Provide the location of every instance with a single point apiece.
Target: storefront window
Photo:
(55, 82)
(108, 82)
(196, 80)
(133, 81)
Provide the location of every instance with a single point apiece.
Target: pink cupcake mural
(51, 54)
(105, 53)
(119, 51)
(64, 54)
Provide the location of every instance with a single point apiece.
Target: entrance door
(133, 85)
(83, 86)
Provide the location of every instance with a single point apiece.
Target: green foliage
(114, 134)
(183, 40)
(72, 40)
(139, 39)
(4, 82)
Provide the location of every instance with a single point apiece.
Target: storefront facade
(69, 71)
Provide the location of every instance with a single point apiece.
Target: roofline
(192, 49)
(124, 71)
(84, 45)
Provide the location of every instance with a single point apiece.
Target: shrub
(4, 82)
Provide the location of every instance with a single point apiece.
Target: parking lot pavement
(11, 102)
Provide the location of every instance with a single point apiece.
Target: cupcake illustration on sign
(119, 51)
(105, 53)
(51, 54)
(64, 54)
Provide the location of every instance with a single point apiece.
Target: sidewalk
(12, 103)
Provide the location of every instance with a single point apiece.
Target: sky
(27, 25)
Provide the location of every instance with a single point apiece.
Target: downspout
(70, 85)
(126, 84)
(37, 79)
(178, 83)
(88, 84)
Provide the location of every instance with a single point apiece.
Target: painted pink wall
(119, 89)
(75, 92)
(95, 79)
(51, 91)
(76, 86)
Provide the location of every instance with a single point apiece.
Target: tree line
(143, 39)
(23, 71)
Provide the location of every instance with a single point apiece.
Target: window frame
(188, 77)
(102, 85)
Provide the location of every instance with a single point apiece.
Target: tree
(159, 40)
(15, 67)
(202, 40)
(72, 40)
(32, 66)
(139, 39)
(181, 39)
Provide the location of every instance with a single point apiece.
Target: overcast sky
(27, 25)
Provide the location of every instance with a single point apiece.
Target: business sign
■ ■ ■ ■
◆ **What you are asked to do**
Copy the records above exactly, leaving nothing out.

◆ **Reply**
Provide the location of every instance with a single point apiece.
Target: storefront window
Photo:
(55, 82)
(108, 82)
(196, 80)
(133, 81)
Provide the location of every instance with a single point apiece.
Target: pink cupcake mural
(51, 54)
(105, 53)
(119, 51)
(64, 54)
Provide the location of every instance with a single point apiece.
Target: entrance door
(133, 85)
(83, 86)
Provide the location of every instance with a single point apiece.
Target: green foliage
(114, 134)
(183, 40)
(72, 40)
(139, 39)
(4, 82)
Provide the location of every instance with a single point apiece.
Target: storefront facade
(69, 71)
Provide the location of every instance with a single point apiece.
Target: roofline
(192, 49)
(124, 71)
(84, 45)
Provide the location of every instance with a single point apiece.
Target: shrub
(4, 82)
Provide the location of every instance with a single point apiece.
Target: parking lot pavement
(11, 102)
Provide the location of every instance with a single point apiece.
Target: cupcake illustration on sign
(119, 51)
(105, 53)
(51, 54)
(64, 54)
Provide the location of every instance with a single point apiece.
Target: sidewalk
(12, 103)
Provide the location of every instance with a single point apiece.
Target: sky
(27, 25)
Provide the location of every instance with a single point apiece.
Target: downspout
(70, 85)
(126, 84)
(37, 79)
(178, 83)
(88, 84)
Provide the location of every instance with a single point apiece.
Target: painted pink wall
(119, 89)
(75, 92)
(95, 79)
(51, 91)
(76, 86)
Provide the location of every instance with a single point apiece.
Target: tree line
(143, 39)
(23, 71)
Provide the location of every instance with a single point apiece.
Target: window frame
(188, 77)
(102, 85)
Provide the location of every instance with a single point apiece.
Target: tree
(159, 40)
(15, 67)
(202, 40)
(72, 40)
(32, 66)
(139, 39)
(181, 39)
Provide the location of every instance with a single point apiece.
Target: overcast sky
(27, 25)
Provide the location of every instance with a single point apiece.
Target: business sign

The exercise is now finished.